WRITTEN REQUEST:
Revise the rows below from the line containing "I would be grateful if you could mark the grey" through the end of the rows, replacing "photograph" with "image" wherever it occurs and changing nothing else. Reproduce only those lines.
+++ MATERIAL +++
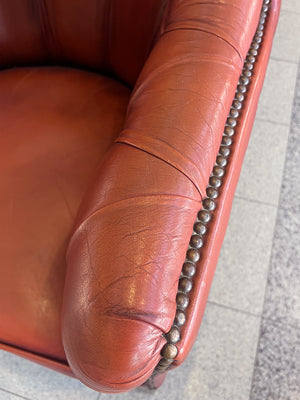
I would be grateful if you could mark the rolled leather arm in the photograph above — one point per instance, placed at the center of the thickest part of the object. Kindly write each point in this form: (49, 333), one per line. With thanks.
(133, 229)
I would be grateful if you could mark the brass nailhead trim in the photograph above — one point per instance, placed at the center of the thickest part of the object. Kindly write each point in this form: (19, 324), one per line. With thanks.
(170, 351)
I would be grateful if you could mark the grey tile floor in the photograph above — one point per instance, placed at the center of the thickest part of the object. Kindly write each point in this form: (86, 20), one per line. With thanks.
(248, 346)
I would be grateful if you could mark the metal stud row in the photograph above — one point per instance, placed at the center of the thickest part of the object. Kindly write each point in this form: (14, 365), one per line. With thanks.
(201, 226)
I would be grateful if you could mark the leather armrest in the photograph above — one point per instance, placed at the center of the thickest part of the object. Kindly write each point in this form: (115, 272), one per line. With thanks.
(131, 236)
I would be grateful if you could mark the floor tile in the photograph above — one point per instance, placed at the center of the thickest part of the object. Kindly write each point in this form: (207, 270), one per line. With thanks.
(35, 382)
(276, 99)
(283, 291)
(282, 301)
(277, 369)
(291, 5)
(286, 44)
(241, 273)
(219, 365)
(10, 396)
(264, 162)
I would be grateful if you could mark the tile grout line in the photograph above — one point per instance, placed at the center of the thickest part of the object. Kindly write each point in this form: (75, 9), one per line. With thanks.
+++
THE SOLUTION:
I would be grateful if you could mark the grey tile floor in the image above — one point per instance, placed at the center of the thickest part of the object. Kindly write each point in this form: (86, 20), one per line. With thanks.
(248, 346)
I would be grateful if you could mark the metal stud row in the image above — one point per instance, placed at the center of the thickest part of the object. Kindly write each point in this form: (14, 365), one per line. With thanks.
(201, 226)
I would be grateful if you could mark the leather armrest in the image above — one point per instance, placed at the center of the thickest part of the object. Kindly write each point in this form: (115, 272), one per line. With thanks.
(131, 236)
I would be grateful if you could mark the floor tile in the image above — one point per instance, placed at the center of the thickest part of the object. Kindly write each point in this form: (207, 270), one per line. With thanks.
(35, 382)
(276, 99)
(283, 291)
(282, 301)
(277, 369)
(291, 5)
(286, 44)
(241, 273)
(219, 365)
(10, 396)
(264, 162)
I would be grateful if you could mark the tile grout line in the image above — one point per instance, placed at the center of the thickest part of the object. Kindly write each point in this form: (75, 9), one per line. With thanks.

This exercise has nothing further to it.